**RECORDS PROVIDED**

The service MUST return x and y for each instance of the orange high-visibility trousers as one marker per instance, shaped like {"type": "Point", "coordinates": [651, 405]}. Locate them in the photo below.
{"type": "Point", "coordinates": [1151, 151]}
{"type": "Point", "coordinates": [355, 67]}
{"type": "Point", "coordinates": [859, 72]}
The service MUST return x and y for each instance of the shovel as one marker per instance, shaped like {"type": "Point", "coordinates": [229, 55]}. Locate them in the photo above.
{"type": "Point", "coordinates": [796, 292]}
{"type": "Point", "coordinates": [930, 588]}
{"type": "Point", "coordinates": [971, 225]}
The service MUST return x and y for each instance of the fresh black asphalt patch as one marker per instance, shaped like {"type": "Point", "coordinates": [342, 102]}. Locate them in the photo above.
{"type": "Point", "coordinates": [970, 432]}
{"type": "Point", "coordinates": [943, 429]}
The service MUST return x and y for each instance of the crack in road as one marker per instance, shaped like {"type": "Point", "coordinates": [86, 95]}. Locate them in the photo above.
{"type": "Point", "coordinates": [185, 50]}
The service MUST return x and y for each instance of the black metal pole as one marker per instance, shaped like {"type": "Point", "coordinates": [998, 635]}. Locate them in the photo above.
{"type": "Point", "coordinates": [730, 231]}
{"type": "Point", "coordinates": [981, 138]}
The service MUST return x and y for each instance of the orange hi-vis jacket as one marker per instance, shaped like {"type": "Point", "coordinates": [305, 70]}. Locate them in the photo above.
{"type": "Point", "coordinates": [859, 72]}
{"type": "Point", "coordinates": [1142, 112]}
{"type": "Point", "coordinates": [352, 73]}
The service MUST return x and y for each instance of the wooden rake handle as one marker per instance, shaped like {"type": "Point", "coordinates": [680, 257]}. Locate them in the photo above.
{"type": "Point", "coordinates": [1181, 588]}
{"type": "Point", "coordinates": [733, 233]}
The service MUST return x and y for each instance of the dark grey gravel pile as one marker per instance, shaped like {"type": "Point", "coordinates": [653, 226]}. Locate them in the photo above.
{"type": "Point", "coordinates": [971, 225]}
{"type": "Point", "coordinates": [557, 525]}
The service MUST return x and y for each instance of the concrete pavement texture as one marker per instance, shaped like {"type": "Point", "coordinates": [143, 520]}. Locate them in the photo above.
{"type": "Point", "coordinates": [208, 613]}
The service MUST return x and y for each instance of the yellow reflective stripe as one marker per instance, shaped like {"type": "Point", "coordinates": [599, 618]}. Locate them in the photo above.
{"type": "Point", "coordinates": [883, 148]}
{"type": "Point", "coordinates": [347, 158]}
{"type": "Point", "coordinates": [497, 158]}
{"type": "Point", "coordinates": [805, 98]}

**EXERCISE TASK**
Reproduce each line of the material above precisely.

**CORRECT ANSWER**
The service MUST return x and y for each instance of the orange high-visibility trousers as one marker per instance, shaped like {"type": "Point", "coordinates": [651, 405]}. Locate them in the photo below.
{"type": "Point", "coordinates": [1151, 151]}
{"type": "Point", "coordinates": [355, 67]}
{"type": "Point", "coordinates": [859, 72]}
The service MUST return x and y for each instance of the shovel as one marker per instance, shaped like {"type": "Point", "coordinates": [229, 55]}. Locate them in the photo above.
{"type": "Point", "coordinates": [796, 292]}
{"type": "Point", "coordinates": [930, 588]}
{"type": "Point", "coordinates": [971, 225]}
The service MUST return x and y for each instance of the fresh black asphalt patch as one marker per instance, shaped like {"type": "Point", "coordinates": [342, 102]}. Locate them in the photo above.
{"type": "Point", "coordinates": [970, 432]}
{"type": "Point", "coordinates": [943, 429]}
The service MUST return x and y for each instance of the crack in road as one marker per instance, shaped like {"type": "Point", "coordinates": [86, 95]}. Locate them in the photo above.
{"type": "Point", "coordinates": [185, 50]}
The service MUST return x and y for each instance of the black metal pole as one marker per instance, shaped like {"type": "Point", "coordinates": [998, 635]}. Locate them in the photo above.
{"type": "Point", "coordinates": [730, 231]}
{"type": "Point", "coordinates": [981, 138]}
The service MUST return x and y for each instance of the orange hi-vis jacket as one marker per instance, shaped like {"type": "Point", "coordinates": [305, 70]}. Locate them in the photo above.
{"type": "Point", "coordinates": [859, 72]}
{"type": "Point", "coordinates": [1142, 112]}
{"type": "Point", "coordinates": [352, 73]}
The service MUST return x and y for each instance of the wooden rake handle as one marker per instance, shaped like {"type": "Point", "coordinates": [680, 257]}. Locate them in the photo above.
{"type": "Point", "coordinates": [1181, 588]}
{"type": "Point", "coordinates": [733, 233]}
The service MUST return x and y for each instance of the dark grey gravel pile as one marker per instance, shaped like {"type": "Point", "coordinates": [653, 226]}. Locate them in the photo above.
{"type": "Point", "coordinates": [971, 225]}
{"type": "Point", "coordinates": [557, 525]}
The service MUST return x and y for each instance of the concrete pavement texture as one marker per instance, shaped like {"type": "Point", "coordinates": [143, 520]}. Locate them in the photo above.
{"type": "Point", "coordinates": [208, 613]}
The service MUST return x and y for each instance of the yellow reflective stripe as one marker per instance, shaped like {"type": "Point", "coordinates": [599, 618]}. Locate them in the photo above.
{"type": "Point", "coordinates": [883, 148]}
{"type": "Point", "coordinates": [347, 158]}
{"type": "Point", "coordinates": [497, 158]}
{"type": "Point", "coordinates": [805, 98]}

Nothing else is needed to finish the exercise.